*** Opening SUPPLIED ENTRIES ***

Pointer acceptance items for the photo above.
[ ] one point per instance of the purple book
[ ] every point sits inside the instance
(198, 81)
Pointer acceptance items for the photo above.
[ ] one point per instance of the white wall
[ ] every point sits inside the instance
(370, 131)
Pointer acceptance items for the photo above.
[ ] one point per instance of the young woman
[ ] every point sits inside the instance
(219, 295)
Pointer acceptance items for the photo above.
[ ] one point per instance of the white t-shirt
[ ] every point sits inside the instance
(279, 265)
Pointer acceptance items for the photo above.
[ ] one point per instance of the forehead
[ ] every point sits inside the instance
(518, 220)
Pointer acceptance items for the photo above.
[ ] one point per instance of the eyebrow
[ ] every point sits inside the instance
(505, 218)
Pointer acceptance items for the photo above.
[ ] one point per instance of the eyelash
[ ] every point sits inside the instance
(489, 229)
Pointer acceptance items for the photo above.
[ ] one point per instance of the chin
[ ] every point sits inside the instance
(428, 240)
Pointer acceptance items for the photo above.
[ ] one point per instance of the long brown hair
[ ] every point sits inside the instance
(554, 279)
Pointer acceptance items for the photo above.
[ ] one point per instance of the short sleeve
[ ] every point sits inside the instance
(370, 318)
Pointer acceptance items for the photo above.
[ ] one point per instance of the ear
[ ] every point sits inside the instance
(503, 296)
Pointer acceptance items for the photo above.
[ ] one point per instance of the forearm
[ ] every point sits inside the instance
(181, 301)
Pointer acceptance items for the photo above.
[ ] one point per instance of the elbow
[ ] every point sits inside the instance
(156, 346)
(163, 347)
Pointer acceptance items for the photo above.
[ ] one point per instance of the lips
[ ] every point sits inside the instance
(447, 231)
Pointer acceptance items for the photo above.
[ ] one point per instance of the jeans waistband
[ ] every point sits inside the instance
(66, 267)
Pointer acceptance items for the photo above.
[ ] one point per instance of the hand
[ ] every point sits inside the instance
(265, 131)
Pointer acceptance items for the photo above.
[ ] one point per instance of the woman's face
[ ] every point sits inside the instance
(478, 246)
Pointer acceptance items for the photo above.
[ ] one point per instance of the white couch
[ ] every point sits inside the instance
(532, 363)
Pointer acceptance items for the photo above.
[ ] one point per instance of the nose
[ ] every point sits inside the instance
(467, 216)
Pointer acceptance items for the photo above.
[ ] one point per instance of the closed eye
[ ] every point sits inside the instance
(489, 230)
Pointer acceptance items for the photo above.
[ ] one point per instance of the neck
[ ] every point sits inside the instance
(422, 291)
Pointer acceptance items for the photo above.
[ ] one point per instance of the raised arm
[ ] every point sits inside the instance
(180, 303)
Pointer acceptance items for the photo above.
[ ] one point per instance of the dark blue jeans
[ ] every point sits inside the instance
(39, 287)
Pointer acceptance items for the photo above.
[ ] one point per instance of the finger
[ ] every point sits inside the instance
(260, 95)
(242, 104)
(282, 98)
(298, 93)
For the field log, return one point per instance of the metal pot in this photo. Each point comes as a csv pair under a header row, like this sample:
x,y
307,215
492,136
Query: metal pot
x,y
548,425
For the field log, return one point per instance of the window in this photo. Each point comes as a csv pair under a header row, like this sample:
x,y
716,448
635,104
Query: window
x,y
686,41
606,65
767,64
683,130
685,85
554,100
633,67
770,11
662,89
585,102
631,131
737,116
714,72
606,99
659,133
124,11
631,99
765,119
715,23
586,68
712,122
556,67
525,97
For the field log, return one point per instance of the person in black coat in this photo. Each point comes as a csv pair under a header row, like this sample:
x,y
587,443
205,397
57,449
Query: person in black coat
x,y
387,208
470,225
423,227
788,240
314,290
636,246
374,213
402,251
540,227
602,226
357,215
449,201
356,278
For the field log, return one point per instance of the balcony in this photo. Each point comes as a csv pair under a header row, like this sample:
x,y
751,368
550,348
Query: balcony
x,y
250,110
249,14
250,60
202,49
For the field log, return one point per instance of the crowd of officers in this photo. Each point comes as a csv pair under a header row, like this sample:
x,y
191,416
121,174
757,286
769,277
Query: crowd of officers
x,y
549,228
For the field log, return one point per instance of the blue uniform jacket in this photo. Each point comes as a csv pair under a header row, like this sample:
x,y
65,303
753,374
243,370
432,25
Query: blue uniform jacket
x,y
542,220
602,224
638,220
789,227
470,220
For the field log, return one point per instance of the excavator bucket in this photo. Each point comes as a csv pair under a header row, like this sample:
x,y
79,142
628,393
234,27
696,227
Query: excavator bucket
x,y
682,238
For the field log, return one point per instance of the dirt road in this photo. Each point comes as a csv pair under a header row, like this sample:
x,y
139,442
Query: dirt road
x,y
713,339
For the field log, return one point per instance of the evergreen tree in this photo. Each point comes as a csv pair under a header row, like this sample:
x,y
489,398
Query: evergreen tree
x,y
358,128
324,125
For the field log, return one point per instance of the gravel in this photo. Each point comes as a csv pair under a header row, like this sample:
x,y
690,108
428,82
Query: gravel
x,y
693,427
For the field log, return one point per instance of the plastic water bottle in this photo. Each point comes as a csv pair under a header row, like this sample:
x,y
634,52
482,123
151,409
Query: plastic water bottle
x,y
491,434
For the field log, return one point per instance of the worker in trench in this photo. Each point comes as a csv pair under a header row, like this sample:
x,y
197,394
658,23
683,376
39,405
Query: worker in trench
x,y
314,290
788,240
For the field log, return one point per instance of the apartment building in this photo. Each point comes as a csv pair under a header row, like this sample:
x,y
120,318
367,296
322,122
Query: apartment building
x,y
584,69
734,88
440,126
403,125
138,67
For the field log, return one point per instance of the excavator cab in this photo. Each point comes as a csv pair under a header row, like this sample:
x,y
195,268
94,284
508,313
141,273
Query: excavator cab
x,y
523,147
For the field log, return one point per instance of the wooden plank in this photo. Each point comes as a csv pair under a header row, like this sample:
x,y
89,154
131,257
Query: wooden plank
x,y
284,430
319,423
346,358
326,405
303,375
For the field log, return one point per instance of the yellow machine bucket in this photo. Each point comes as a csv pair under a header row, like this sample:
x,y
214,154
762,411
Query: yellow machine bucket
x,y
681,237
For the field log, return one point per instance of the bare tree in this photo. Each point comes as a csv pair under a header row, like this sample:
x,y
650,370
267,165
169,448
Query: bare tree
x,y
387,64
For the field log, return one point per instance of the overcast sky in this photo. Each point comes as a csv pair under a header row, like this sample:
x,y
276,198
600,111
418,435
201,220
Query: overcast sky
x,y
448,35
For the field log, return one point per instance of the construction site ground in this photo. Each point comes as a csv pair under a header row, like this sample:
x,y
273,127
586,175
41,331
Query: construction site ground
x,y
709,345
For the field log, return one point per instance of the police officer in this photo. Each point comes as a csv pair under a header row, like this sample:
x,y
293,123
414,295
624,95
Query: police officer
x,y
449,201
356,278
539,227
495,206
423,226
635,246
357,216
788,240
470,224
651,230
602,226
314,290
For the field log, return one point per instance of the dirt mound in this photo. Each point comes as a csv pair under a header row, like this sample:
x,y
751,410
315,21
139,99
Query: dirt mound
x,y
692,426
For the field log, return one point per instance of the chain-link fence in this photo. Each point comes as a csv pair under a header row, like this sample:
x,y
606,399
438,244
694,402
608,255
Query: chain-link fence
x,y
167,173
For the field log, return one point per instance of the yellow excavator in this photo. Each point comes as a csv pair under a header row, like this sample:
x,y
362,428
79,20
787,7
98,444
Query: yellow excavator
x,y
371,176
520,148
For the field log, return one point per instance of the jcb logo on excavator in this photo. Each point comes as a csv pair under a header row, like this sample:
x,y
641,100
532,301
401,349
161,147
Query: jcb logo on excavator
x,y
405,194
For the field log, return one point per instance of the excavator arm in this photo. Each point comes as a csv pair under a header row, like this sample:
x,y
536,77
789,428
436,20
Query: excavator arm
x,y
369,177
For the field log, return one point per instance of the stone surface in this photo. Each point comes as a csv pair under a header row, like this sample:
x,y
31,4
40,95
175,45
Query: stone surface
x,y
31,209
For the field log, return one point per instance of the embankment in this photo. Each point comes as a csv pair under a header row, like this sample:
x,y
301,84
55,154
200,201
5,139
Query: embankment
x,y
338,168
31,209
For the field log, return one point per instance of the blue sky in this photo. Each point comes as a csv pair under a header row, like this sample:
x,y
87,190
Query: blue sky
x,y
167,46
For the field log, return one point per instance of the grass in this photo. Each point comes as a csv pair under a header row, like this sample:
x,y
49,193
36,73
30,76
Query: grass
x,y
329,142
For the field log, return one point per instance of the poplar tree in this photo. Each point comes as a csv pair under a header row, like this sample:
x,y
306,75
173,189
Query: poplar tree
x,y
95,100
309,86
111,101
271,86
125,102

*** Closing SUPPLIED ENTRIES ***

WHAT IS NEEDED:
Copy the lines above exactly, from the very first through the one containing "[ ] one point per instance of the young woman", and include no other line.

ANSWER FOR THE TASK:
Pointer acceptance items for the photo above.
[ ] one point per instance of the purple book
[ ] every point sits inside the instance
(198, 81)
Pointer acceptance items for the photo above.
[ ] one point per instance of the white wall
[ ] every point sits inside the instance
(370, 131)
Pointer acceptance items for the photo above.
[ ] one point per instance of the young woman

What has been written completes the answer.